[DATASET EXCERPTS — start]

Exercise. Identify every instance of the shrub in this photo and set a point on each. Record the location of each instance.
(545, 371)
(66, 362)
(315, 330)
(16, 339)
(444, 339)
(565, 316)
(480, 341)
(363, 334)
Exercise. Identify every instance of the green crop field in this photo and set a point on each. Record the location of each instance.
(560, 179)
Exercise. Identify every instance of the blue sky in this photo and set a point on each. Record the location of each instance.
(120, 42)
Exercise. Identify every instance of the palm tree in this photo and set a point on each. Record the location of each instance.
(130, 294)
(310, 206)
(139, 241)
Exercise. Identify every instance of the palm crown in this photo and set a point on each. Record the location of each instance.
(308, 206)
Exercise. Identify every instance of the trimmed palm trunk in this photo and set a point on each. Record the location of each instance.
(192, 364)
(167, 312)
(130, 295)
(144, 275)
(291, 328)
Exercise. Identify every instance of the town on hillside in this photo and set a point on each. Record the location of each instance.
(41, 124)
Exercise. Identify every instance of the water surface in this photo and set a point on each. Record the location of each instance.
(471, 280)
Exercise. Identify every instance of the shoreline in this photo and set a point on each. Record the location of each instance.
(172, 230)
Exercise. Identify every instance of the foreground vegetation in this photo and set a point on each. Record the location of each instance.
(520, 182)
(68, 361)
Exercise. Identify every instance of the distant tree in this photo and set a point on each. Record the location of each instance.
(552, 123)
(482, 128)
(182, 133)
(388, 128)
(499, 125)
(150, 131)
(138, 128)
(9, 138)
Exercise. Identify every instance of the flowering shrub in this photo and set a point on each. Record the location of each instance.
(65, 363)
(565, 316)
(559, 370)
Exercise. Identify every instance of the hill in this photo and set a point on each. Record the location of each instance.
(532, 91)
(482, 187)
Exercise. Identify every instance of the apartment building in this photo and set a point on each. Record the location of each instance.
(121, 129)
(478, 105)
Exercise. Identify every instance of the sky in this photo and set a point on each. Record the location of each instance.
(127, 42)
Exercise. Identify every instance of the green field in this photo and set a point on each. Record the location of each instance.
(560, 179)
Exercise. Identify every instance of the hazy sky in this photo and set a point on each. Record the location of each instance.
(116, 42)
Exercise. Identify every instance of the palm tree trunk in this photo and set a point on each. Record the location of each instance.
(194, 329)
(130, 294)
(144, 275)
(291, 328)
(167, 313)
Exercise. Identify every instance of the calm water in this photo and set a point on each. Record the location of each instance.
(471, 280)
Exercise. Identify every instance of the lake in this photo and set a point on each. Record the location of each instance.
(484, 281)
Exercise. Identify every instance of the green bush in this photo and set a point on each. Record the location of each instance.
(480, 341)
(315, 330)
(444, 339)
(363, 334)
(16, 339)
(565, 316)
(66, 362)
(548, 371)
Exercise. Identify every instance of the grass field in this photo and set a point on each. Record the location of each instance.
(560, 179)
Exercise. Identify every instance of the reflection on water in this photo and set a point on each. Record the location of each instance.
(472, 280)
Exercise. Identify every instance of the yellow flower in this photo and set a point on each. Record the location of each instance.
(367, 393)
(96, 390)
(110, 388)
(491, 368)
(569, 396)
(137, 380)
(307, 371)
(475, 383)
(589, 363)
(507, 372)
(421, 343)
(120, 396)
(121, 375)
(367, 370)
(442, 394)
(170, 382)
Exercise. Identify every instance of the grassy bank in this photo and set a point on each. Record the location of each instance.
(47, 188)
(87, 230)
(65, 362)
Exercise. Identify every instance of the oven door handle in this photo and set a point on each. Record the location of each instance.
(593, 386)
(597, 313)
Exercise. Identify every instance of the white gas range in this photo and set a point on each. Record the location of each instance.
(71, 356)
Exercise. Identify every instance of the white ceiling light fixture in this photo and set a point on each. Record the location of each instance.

[DATASET EXCERPTS — finish]

** TASK TO CARRY OUT **
Write the records out once more, exactly as shown.

** WRITTEN RESPONSE **
Exercise. Identify every instance of the shrub in this photo and set a point on each. Record the location of each instance.
(545, 371)
(66, 362)
(315, 330)
(16, 339)
(444, 339)
(565, 316)
(480, 341)
(363, 334)
Exercise. Identify every instance of the green crop field in this photo and set a point on each. Record the location of each instance.
(560, 179)
Exercise. Identify every instance of the blue sky in this photo and set a point on each. Record the location of each instance.
(120, 42)
Exercise. Identify every instance of the palm tree in this photo and set a point on each. Record the location of each instance.
(130, 294)
(310, 206)
(139, 241)
Exercise. Identify every instance of the palm crown in this photo and set a point on each. Record the location of each instance.
(308, 206)
Exercise. Identify every instance of the trimmed palm trunk in this photo and set a point on each. Record the location of each instance.
(192, 364)
(167, 312)
(130, 295)
(144, 275)
(291, 328)
Exercise. Identify every instance of the town on hillside in this photo and set a point on each. Record the location of each instance.
(41, 124)
Exercise. Identify every instance of the water surface in this photo and set a point on each. Record the location of each instance.
(471, 280)
Exercise. Identify every instance of the shoreline in this photo and set a point on each. Record the location of each instance.
(172, 230)
Exercise. Identify every instance of the foreground vegetation in this photo and set a point on each. Record the location of each instance.
(520, 182)
(68, 361)
Exercise. Identify every instance of the distant tree in this photo and set a point on each. Record the location of each instance.
(552, 123)
(482, 128)
(182, 133)
(388, 128)
(499, 125)
(150, 131)
(138, 128)
(9, 138)
Exercise. Identify every instance of the flowering shrub in this photo and set a point on each. Record the location of each instance.
(65, 363)
(565, 316)
(559, 370)
Exercise. Identify every instance of the hill in this photo and set a point on each. Record the location of each instance.
(532, 91)
(482, 187)
Exercise. Identify every instance of the apartment building in this photo and set a point on each. Record the location of each instance.
(121, 129)
(478, 105)
Exercise. Identify every instance of the sky in this photo and set a point on each. Record the location of each instance.
(127, 42)
Exercise. Identify every instance of the green field in this photo and set a point on each. Record the location of each instance.
(560, 179)
Exercise. Identify every instance of the hazy sky in this photo and set a point on each. Record the location of each instance.
(116, 42)
Exercise. Identify every instance of the palm tree trunk in this photo and set a point on each. Record the location of each instance.
(194, 329)
(130, 294)
(144, 275)
(291, 328)
(167, 313)
Exercise. Identify every instance of the calm water in this photo and set a point on each. Record the location of each instance.
(471, 280)
Exercise. Identify every instance of the lake in this photo and set a point on each. Record the location of each instance.
(484, 281)
Exercise. Identify every instance of the green bush in this photo and set a point on each. Record the location of each instance.
(480, 341)
(315, 330)
(444, 339)
(363, 334)
(16, 339)
(565, 316)
(66, 362)
(548, 371)
Exercise. Identify every instance of the grass field in this photo and set a point on each. Record the location of each instance.
(560, 179)
Exercise. Identify every instance of the reflection on water in this photo and set a point on each. Record the location of each instance.
(472, 280)
Exercise. Identify every instance of the yellow flower in this photo and set a point on each. Record the location of each instance.
(367, 393)
(96, 390)
(110, 388)
(491, 368)
(569, 396)
(137, 380)
(307, 371)
(475, 383)
(589, 363)
(507, 372)
(421, 343)
(120, 396)
(121, 375)
(367, 370)
(442, 394)
(170, 382)
Exercise. Identify every instance of the grassy bank in this photo and set a point on each. Record the location of each instance.
(47, 188)
(87, 230)
(65, 362)
Exercise. Identify every instance of the oven door handle in this photo and set a point on each. Record the location of each instance.
(593, 386)
(597, 313)
Exercise. Identify every instance of the white gas range in this photo and set a point on each. Record the location of each instance.
(71, 356)
Exercise. Identify every instance of the white ceiling light fixture in this photo and set a point on each. Record the location of each instance.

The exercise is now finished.